Brief A> In the comment thread on 1966 music, what is given as the No. 1 song in 1966?
Brief B> Please resume the comment thread on 1966 music from the point where it stops.

Selected extract>
_ _ _ _ _

From the obits it sure seems like a lot of boomers are kicking off early. Normal, I guess.

So laslo's not white...who knew.

chickelit said...

@Laslo: My personal 1966 compilation includes all of those. What's your beef again?

cathy said...

In the mid 60's favorites could be James Brown, Aretha, Otis, and Tina, and the Drifters along with Dylan, Jefferson Airplane, and the Byrd's. Too bad black radio got segregated. Everyone lost.

chickelit said...

Rob said...'Younger Girl' sounds like an anthem for both Donald Trump and Bill Clinton.

Don't you mean Gary Puckett and the Thigh Gap Union? link

chickelit said...

Sheesh, I just re-watched that Gary Puckett video...what's up with the Confederate flag panty flashes?

Racist!

Earnest Prole said...

On an October evening in 1966 someone much like you reminisced about a lilting melody heard fifty years earlier in 1916.

chickelit said...

I feel so...Beguiled...

Earnest Prole said...

Just a breeze will muss your hair
But you smile away each little care
And if the rain should make you blue
You say tomorrow is anew
Blue be your eyes, blonde your hair
You realize beyond a care
Life's in a hurry, but
You've got no worry, you're
So mystifyingly glad
I'm Mr. Dieingly Sad

And when the leaves begin to fall
Answering old winter's call
I feel my tears, they fall like rain
Weeping forth the sad refrain
Blue, dark, and dim it may seem
You mark a grin, a moonbeam
Brightens your smile, pray tell me
How all the while you can be
So mystifyingly glad
I'm Mr. Dieingly Sad

You say, take my hand and walk with me
Wake this land and stop the sea
Show me love, unlock
All doors, I'm yours

Then the tide rolls up to shore
I whisper low, I love you more
More than even you could know
Adore me do so I could show
I'm so mystifyingly glad
Not Mr. Dieingly Sad

sane_voter said...

Never heard of the Critters or those songs until now. And why were some of those kids fast dancing to Mr. Dieingly Sad? Talk about a party killer

Here is the Billboard Top 100 from 1966.

sane_voter said...
This comment has been removed by the author.
Earnest Prole said...

Laslo sounds so much more authentic . . . funky, natural, scraggly . . . wild . . . than the anemic whiter shade of pasty-pale nostalgia we all should feel guilty about.

sane_voter said...

No. 1 song in 1966

The Ballad of the Green Berets, Sgt. Barry Sadler

David Begley said...

Ann is just like Kevin Kline in "The Big Chill." The best music was in the 60's.

David Begley said...

_ _ _ _ _

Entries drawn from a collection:
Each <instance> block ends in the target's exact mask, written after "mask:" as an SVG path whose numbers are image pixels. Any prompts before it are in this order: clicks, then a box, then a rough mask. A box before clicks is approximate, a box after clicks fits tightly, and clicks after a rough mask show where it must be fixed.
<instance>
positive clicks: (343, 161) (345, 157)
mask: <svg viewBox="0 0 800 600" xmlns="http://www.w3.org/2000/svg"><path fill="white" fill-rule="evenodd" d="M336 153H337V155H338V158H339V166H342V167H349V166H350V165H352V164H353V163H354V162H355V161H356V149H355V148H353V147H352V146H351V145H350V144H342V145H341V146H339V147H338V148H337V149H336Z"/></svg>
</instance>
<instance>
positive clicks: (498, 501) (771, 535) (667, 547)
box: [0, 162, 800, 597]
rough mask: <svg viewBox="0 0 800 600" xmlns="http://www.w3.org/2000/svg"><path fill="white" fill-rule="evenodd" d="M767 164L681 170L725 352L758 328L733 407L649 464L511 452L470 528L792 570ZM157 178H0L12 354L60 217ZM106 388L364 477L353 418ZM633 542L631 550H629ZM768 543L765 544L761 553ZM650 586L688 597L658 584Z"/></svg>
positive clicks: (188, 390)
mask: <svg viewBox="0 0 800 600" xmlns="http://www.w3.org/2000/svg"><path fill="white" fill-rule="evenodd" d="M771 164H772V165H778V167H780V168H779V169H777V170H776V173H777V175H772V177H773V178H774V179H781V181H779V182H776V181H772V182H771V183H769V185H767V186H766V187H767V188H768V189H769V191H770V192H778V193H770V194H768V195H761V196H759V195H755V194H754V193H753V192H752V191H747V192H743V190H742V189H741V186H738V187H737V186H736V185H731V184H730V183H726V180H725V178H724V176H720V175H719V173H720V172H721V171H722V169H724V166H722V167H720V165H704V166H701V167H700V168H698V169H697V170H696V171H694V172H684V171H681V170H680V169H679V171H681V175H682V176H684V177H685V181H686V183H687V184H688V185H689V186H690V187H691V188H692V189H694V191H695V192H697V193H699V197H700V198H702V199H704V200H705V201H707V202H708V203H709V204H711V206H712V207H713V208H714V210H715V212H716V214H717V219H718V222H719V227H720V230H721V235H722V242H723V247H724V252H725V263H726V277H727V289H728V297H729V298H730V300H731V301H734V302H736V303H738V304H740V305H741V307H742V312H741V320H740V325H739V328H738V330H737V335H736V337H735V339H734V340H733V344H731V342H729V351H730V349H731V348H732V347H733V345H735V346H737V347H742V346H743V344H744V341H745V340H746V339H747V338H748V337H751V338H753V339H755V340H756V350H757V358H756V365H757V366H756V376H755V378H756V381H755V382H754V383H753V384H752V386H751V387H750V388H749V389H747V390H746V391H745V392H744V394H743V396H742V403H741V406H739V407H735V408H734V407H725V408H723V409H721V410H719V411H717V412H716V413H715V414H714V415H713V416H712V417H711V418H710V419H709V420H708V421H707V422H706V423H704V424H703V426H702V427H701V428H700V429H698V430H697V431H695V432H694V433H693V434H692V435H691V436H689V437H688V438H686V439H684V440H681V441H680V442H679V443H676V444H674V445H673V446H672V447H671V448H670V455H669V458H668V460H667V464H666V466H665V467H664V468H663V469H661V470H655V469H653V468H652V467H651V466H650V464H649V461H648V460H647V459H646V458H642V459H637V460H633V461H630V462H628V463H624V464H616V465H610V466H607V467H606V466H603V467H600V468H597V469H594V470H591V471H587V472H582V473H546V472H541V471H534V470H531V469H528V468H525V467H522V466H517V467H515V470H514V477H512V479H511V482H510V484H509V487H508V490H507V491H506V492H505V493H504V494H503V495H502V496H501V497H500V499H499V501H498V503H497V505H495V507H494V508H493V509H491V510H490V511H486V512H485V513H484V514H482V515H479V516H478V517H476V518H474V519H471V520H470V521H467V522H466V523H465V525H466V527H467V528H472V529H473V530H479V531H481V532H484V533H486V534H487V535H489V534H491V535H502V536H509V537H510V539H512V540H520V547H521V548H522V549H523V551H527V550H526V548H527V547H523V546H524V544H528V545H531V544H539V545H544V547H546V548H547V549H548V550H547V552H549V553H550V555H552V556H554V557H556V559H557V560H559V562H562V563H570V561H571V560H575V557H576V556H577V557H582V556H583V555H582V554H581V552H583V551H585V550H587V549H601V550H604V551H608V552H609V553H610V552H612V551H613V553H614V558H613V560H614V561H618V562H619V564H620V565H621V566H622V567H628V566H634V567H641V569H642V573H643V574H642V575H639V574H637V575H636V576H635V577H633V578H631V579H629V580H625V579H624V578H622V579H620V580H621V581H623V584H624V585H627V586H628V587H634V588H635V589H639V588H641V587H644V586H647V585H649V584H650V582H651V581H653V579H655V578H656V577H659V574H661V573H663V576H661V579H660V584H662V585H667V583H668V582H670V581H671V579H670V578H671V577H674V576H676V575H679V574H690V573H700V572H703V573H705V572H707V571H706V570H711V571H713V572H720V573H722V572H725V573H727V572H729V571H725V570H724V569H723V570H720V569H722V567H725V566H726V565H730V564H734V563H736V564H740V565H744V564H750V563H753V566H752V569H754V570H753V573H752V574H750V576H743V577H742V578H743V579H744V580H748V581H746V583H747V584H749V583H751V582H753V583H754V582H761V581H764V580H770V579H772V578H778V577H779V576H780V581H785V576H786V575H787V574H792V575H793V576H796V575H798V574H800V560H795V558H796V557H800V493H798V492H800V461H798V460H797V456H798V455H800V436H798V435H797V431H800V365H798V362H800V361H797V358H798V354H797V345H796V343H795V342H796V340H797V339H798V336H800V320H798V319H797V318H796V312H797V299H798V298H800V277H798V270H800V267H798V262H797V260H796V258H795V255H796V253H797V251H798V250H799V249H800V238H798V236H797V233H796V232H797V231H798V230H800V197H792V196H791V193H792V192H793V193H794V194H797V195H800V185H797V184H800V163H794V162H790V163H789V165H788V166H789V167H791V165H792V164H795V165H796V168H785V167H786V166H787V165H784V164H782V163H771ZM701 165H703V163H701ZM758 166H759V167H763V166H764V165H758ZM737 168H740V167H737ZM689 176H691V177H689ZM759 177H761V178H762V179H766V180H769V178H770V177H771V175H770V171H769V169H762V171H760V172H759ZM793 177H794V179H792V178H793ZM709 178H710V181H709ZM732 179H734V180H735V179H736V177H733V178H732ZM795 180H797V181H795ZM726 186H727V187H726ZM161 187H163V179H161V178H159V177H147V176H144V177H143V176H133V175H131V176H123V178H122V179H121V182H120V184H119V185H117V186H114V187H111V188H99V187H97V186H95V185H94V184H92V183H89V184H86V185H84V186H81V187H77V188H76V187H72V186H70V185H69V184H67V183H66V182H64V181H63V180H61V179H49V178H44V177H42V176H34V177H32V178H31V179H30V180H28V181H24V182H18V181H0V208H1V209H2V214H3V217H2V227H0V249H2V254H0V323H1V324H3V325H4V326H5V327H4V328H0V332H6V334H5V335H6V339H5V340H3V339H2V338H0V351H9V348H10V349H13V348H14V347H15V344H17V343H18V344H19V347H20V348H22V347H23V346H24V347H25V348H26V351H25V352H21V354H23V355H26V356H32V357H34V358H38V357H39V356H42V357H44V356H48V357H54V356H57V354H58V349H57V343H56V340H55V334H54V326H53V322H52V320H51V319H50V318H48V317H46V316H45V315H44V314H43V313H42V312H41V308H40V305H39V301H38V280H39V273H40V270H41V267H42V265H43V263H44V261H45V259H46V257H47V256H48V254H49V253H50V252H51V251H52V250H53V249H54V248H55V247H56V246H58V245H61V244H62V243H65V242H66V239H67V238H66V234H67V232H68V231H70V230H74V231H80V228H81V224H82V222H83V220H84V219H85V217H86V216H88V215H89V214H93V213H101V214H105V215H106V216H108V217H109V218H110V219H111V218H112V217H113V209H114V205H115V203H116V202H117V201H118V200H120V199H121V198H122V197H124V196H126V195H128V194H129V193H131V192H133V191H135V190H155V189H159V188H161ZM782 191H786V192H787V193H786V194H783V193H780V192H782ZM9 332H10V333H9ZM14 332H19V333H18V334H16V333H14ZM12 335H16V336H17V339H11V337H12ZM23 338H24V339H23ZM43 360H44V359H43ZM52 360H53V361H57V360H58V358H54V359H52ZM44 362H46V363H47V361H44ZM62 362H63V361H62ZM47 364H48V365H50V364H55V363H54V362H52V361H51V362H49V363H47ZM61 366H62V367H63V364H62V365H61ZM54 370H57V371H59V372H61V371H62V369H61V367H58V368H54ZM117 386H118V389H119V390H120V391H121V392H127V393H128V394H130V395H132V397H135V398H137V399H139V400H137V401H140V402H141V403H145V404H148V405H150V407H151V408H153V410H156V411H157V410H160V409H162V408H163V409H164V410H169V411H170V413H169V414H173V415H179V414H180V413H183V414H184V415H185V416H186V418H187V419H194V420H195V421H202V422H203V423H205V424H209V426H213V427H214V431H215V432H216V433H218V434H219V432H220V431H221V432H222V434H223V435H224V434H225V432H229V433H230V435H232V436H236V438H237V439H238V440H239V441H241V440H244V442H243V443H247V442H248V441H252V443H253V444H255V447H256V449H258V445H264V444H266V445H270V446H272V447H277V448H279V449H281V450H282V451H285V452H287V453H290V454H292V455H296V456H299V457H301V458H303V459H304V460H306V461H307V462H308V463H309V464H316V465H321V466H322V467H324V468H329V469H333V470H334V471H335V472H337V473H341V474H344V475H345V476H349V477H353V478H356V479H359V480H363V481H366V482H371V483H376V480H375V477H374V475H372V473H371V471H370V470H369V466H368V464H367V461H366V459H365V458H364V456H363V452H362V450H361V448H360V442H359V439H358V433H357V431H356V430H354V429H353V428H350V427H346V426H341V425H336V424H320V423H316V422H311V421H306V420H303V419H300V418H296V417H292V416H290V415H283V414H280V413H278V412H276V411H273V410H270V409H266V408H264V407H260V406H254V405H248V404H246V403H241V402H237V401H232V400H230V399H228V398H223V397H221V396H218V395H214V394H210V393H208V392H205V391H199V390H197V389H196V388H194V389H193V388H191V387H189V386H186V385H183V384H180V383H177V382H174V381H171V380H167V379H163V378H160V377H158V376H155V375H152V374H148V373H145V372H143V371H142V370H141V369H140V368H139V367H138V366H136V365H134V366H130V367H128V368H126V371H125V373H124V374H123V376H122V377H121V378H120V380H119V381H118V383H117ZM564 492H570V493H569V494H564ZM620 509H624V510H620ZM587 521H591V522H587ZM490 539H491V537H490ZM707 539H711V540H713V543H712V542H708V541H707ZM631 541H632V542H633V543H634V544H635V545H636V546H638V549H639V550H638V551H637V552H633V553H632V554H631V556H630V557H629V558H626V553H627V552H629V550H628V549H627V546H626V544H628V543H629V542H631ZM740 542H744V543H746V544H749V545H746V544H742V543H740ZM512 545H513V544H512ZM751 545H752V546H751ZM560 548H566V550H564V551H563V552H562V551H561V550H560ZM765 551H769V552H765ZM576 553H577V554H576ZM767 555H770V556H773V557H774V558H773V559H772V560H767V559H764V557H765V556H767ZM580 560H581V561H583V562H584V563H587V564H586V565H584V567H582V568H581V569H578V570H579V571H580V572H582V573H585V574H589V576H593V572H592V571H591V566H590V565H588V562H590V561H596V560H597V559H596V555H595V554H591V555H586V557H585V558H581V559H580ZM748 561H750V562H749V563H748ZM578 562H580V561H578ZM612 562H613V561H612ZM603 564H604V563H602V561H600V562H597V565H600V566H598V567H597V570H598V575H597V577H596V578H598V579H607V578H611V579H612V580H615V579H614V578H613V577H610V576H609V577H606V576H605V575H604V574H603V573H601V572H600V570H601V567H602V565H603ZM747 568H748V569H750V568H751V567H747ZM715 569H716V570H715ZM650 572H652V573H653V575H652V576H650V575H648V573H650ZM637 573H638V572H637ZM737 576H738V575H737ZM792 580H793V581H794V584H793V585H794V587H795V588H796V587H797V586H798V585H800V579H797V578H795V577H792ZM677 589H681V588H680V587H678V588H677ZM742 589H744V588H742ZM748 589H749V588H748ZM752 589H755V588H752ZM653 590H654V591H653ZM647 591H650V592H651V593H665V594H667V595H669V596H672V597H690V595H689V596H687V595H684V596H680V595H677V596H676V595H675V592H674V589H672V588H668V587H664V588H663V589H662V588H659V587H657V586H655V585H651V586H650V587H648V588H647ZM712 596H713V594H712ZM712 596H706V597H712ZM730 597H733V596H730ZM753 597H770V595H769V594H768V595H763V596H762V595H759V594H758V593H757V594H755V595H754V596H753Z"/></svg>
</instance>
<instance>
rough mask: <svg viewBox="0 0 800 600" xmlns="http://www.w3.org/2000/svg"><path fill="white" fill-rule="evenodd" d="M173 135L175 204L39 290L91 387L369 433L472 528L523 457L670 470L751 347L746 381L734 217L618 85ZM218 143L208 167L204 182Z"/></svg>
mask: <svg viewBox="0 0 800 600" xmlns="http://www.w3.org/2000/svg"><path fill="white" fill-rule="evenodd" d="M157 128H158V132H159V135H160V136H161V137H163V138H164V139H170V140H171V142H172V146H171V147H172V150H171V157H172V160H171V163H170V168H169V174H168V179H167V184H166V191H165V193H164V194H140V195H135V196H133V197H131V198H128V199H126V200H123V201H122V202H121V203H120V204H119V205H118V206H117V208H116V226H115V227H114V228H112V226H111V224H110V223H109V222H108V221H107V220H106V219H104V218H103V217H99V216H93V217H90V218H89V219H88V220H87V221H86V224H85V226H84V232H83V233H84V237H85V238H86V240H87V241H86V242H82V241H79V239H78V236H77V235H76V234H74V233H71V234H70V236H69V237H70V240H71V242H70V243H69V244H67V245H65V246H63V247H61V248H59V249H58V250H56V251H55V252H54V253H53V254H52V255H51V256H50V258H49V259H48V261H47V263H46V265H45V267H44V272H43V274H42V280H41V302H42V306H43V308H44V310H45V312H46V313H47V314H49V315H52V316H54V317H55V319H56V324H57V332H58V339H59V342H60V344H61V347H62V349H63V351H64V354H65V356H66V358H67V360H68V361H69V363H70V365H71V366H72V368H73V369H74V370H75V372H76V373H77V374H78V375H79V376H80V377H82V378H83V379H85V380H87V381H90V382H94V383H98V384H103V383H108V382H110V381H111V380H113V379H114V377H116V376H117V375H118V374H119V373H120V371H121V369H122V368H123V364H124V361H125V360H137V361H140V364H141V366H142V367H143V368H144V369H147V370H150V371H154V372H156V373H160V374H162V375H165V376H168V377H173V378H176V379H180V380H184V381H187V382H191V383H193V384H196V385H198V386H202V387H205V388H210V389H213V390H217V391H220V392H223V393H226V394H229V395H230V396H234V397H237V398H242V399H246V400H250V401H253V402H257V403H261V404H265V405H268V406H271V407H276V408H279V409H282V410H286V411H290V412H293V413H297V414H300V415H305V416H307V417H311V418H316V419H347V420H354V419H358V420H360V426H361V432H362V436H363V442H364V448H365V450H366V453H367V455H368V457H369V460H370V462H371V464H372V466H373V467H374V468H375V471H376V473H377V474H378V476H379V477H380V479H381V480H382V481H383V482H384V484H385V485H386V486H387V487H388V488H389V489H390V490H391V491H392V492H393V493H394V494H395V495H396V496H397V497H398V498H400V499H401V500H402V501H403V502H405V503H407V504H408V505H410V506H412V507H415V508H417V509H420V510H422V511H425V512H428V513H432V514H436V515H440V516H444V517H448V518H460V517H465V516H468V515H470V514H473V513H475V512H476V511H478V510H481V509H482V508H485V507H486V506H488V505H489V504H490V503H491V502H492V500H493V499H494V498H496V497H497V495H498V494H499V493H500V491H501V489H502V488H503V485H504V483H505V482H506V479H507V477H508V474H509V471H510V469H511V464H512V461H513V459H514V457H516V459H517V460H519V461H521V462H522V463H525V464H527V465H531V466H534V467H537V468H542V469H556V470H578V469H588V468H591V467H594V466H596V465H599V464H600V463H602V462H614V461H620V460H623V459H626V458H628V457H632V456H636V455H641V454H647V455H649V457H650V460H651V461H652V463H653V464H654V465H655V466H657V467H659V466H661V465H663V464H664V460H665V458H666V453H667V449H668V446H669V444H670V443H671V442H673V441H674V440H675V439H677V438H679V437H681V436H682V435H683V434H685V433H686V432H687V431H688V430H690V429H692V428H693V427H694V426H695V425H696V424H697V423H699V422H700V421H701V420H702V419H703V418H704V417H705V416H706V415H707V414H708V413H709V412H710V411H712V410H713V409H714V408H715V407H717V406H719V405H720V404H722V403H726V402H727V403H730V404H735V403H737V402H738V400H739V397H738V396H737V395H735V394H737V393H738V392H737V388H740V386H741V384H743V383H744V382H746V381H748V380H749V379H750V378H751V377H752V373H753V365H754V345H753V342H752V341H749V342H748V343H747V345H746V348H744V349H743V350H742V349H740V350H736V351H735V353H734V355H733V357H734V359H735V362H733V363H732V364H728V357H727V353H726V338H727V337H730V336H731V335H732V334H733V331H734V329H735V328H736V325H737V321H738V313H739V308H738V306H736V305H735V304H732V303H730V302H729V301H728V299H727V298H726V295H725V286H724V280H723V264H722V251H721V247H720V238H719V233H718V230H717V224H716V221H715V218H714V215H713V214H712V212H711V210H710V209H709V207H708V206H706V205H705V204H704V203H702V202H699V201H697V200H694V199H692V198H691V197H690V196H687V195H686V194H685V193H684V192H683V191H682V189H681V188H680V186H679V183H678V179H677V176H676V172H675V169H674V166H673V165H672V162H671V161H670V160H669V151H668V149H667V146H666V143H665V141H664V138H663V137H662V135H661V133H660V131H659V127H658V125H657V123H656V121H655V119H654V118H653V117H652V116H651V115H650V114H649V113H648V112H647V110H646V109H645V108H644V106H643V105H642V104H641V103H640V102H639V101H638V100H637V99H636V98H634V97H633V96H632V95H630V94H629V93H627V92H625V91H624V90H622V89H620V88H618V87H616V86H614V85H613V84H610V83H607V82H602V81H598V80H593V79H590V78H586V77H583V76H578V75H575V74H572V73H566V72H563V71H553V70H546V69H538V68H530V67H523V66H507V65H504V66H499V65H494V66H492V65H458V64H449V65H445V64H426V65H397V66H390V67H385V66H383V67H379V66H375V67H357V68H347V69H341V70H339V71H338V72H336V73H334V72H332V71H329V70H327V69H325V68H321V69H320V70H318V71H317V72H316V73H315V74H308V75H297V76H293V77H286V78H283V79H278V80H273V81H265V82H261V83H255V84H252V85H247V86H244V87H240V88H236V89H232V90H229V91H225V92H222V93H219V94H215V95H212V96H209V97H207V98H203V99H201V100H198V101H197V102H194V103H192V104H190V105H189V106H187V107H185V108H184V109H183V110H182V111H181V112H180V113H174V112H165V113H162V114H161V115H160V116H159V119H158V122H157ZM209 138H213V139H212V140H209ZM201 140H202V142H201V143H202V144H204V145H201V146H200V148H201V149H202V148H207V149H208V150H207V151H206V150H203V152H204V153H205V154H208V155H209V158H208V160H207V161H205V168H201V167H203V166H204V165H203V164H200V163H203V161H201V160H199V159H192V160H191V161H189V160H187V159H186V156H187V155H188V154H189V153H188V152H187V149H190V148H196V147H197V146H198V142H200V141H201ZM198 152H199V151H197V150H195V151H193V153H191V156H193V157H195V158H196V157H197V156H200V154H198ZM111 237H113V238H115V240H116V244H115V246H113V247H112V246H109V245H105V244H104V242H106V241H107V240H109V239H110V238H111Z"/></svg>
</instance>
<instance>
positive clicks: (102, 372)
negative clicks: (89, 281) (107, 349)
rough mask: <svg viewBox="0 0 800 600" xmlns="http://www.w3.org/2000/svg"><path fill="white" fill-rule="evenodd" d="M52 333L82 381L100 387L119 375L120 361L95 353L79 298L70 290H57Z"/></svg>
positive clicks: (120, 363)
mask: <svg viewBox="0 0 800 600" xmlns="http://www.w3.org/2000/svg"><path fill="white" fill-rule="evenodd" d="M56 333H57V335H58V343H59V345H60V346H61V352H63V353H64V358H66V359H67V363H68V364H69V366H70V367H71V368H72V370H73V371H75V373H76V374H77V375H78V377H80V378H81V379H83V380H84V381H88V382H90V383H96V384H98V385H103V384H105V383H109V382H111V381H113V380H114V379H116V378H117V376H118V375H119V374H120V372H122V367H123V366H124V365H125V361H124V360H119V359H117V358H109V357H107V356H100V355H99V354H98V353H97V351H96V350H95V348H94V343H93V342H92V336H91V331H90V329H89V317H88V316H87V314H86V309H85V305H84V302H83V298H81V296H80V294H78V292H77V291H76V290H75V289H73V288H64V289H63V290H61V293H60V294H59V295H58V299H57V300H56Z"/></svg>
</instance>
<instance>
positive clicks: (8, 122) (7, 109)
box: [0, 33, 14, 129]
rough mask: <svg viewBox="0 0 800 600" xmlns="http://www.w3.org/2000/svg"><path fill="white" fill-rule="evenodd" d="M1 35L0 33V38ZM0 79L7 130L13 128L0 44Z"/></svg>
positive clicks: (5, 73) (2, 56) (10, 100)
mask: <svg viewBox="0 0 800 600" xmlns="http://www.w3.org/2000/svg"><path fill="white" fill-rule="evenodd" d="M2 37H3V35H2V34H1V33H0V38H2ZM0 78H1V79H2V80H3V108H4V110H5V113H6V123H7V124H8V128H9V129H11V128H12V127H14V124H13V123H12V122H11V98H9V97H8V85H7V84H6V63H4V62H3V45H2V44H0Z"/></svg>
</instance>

_ _ _ _ _

Answer A> "The Ballad of the Green Berets" by Sgt. Barry Sadler.

Answer B>
Laslo

You got that right, brother. But what has happened to Black music since about 1990? How did Motown turn into rap?

Serious question!

From "Love Child" to "Pimp a Butterfly."

chickelit said...

Begley begs: How did Motown turn into rap? Serious question!

Berry Gordy moved to L.A.?

Ipso Fatso said...

Here is a link to a music oriented TV show that ran for one year and one year only-1966. The Beat!!! was produced in Dallas, TX and featured the leading soul and blues artists of the day. This show features the great Barbara Lynn, "Queen of the Gulf Coast Blues" who is still active today. The back up band featured Clarence "Gatemouth" Brown, a terrific blues guitarist. Enjoy.


https://www.youtube.com/watch?v=-LQDXb3axJ4

Guildofcannonballs said...

How can people not understand beta has different characters he writes using that characters unique voice? Is beta a girl with a pony tail? Weird dude who likes girls with blue hair working at the Micky Dee's?

Hey Mr. Coen, how can you write a movie staring Nic Cage promoting convenience store robberies? YOU HAVE NEVER ROBBED ANYTHING SIR!

rcommal said...

Far better to die just in time, as opposed to too early or too late.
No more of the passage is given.